*WORK INSTRUCTION*
The output should consist solely of the line containing "# place a dot on each instance of the dark" and the lines that follow it through the end of the data below.

Stored data entries
++++++

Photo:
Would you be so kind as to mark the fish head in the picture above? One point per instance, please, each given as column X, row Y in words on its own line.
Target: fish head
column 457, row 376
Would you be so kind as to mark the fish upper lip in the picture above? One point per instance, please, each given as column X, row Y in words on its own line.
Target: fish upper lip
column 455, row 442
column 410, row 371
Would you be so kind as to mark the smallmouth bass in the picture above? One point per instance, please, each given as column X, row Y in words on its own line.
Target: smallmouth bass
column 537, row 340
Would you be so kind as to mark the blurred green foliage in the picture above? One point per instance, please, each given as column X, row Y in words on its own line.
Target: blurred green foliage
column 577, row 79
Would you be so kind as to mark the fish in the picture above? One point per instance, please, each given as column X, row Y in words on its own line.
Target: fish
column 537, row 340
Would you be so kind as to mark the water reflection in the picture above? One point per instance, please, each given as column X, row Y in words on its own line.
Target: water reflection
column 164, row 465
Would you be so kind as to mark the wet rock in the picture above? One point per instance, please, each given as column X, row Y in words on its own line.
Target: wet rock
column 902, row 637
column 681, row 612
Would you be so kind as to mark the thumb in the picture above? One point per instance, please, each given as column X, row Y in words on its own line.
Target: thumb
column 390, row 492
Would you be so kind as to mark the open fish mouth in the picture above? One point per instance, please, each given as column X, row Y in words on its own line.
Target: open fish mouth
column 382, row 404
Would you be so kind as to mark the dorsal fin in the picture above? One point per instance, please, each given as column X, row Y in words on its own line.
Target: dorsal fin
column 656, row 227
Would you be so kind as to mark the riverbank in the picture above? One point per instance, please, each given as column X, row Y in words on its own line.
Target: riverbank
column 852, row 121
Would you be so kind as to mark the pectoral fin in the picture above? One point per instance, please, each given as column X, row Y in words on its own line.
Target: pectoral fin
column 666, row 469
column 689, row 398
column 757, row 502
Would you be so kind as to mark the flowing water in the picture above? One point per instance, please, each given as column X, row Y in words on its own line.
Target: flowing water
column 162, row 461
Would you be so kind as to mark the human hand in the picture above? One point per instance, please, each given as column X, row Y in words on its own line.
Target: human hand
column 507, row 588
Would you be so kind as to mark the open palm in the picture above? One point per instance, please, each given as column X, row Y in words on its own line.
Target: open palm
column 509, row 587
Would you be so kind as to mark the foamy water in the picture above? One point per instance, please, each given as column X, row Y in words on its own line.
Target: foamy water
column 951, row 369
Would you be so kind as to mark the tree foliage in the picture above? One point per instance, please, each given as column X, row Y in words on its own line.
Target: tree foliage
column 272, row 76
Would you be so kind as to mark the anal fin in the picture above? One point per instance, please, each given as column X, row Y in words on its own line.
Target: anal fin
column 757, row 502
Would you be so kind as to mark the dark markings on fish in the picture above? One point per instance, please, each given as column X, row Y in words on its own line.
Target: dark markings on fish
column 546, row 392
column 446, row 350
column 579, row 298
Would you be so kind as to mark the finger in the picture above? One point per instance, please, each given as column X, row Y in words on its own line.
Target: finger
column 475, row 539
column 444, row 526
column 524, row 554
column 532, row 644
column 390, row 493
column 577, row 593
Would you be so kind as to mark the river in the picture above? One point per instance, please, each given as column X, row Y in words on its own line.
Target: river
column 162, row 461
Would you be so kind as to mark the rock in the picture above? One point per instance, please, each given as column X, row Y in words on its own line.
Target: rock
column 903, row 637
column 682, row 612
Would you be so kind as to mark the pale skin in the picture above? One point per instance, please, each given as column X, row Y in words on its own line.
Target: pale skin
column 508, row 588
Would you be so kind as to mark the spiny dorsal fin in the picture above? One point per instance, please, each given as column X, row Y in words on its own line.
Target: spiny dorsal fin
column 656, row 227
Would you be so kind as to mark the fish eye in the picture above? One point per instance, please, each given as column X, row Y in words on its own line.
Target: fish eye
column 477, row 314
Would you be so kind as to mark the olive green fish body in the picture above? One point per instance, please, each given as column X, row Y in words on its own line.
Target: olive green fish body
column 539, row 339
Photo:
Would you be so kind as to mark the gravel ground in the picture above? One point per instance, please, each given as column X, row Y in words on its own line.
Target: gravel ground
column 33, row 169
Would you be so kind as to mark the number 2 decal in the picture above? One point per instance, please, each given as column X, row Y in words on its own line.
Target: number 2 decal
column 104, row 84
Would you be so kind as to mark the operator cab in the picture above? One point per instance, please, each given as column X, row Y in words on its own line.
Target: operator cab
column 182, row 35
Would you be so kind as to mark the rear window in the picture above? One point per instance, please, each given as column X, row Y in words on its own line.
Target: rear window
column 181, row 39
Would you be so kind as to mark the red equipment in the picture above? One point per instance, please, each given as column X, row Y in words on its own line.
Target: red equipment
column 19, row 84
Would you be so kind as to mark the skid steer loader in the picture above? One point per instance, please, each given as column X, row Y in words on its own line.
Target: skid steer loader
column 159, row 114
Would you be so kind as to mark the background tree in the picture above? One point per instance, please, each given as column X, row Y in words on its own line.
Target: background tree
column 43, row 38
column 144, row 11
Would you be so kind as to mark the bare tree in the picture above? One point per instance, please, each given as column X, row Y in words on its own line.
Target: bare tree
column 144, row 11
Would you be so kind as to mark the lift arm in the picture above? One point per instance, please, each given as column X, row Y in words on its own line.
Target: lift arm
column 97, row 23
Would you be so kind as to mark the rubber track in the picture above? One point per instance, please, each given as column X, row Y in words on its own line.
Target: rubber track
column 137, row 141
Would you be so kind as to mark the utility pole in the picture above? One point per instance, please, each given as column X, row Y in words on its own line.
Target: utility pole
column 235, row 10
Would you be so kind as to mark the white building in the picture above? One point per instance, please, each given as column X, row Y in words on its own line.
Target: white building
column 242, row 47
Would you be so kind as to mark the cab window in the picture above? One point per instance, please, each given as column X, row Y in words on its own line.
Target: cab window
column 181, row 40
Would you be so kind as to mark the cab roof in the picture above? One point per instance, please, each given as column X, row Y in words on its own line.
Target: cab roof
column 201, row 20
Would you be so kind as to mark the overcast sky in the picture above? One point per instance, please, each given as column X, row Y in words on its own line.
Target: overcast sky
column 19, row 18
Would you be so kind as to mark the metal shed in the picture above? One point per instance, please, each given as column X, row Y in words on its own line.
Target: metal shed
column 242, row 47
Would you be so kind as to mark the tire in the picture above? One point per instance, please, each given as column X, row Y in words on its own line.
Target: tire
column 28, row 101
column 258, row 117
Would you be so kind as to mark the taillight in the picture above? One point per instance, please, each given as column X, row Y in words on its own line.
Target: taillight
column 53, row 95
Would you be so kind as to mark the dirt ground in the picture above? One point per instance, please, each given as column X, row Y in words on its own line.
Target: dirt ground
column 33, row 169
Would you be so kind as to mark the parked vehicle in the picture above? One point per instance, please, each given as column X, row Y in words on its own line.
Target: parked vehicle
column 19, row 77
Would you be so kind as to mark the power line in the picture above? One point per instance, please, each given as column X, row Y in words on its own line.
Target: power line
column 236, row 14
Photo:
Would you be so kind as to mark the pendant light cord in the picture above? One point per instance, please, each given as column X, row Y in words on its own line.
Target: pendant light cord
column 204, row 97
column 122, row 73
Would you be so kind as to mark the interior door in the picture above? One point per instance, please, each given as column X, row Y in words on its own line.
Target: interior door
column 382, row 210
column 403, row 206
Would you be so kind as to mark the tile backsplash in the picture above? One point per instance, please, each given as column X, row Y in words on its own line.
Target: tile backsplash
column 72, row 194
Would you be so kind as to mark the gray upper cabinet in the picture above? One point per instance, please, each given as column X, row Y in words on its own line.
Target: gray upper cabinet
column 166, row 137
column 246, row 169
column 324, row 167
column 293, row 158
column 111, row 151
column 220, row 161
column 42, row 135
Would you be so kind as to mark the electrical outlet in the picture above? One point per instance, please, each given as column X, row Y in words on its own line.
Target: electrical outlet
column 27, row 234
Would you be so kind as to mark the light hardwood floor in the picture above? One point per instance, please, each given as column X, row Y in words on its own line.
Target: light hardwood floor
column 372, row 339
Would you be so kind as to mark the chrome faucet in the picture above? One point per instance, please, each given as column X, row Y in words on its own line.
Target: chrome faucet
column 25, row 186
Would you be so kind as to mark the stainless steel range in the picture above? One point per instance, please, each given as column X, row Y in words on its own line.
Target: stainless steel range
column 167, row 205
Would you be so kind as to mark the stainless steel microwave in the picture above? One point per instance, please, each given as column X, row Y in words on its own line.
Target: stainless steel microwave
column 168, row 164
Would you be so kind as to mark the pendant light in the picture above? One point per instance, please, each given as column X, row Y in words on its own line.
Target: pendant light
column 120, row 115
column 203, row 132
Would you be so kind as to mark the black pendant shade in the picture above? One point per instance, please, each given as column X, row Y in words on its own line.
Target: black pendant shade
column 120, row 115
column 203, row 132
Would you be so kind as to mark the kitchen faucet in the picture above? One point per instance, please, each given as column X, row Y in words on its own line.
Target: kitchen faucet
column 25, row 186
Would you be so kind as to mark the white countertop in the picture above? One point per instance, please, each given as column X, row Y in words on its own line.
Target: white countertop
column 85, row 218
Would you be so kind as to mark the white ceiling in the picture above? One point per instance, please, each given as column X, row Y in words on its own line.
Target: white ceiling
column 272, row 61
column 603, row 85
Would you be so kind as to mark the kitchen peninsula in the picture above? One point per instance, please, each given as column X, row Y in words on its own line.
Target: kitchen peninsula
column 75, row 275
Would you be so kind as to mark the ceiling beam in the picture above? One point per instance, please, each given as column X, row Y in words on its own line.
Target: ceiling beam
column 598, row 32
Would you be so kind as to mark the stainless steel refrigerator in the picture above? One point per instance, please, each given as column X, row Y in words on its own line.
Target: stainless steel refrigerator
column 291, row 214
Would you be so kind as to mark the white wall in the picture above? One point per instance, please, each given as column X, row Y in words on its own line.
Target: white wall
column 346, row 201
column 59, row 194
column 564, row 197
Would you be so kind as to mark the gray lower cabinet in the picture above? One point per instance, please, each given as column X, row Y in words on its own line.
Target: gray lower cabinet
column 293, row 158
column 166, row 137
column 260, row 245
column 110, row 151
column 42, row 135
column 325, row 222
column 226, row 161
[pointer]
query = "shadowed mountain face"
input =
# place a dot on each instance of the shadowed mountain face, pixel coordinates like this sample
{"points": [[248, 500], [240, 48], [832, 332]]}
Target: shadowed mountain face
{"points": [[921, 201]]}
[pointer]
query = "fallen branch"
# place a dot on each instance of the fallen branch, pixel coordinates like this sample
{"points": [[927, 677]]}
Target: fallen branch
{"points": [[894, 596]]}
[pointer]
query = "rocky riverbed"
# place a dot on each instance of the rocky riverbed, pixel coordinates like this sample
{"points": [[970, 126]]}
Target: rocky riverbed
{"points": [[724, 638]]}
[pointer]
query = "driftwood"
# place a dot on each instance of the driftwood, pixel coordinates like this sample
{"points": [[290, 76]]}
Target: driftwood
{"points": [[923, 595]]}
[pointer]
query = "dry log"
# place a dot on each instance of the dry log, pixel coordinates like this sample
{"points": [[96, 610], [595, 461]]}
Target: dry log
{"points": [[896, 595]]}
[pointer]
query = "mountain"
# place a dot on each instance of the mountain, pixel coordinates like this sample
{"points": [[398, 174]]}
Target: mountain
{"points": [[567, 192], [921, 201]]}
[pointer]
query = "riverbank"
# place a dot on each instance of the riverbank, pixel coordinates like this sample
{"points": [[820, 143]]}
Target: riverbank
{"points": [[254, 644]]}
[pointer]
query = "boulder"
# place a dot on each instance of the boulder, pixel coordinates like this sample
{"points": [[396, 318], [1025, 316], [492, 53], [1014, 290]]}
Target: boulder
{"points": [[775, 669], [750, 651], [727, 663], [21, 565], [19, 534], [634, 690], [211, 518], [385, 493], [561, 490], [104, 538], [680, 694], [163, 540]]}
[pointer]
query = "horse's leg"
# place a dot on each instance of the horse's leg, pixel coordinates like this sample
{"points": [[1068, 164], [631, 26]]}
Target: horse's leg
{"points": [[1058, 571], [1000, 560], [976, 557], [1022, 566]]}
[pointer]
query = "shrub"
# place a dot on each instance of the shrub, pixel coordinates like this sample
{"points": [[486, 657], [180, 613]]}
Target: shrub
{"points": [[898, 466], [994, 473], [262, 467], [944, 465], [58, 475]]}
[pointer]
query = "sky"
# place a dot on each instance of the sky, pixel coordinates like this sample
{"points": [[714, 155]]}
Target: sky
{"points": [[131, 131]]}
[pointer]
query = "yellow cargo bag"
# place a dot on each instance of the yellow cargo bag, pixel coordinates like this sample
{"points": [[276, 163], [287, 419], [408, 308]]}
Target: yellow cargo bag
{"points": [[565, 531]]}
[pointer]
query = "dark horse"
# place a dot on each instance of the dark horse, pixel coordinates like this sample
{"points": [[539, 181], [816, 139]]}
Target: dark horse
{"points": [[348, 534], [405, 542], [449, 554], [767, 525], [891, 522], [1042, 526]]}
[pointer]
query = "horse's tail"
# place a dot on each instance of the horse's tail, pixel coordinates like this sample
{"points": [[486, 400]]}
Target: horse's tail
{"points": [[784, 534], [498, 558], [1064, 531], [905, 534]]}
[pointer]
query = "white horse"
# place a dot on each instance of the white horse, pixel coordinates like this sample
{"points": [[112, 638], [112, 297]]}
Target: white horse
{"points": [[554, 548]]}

++++++

*ANSWER TO THE PROBLEM*
# place a dot on each instance of the dark horse, pixel coordinates like this sample
{"points": [[539, 181], [816, 139]]}
Target: dark horse
{"points": [[348, 534], [405, 542], [449, 554], [767, 525], [891, 522], [1042, 526]]}
[pointer]
query = "horse's tail"
# place a dot on each instance of the horse's tail, pixel coordinates like this sample
{"points": [[486, 400]]}
Target: horse's tail
{"points": [[784, 534], [498, 558], [1064, 531], [905, 534]]}
[pointer]
query = "white horse"
# place a dot on each instance of the white horse, pixel coordinates like this sample
{"points": [[112, 638], [112, 297]]}
Target: white horse
{"points": [[554, 548]]}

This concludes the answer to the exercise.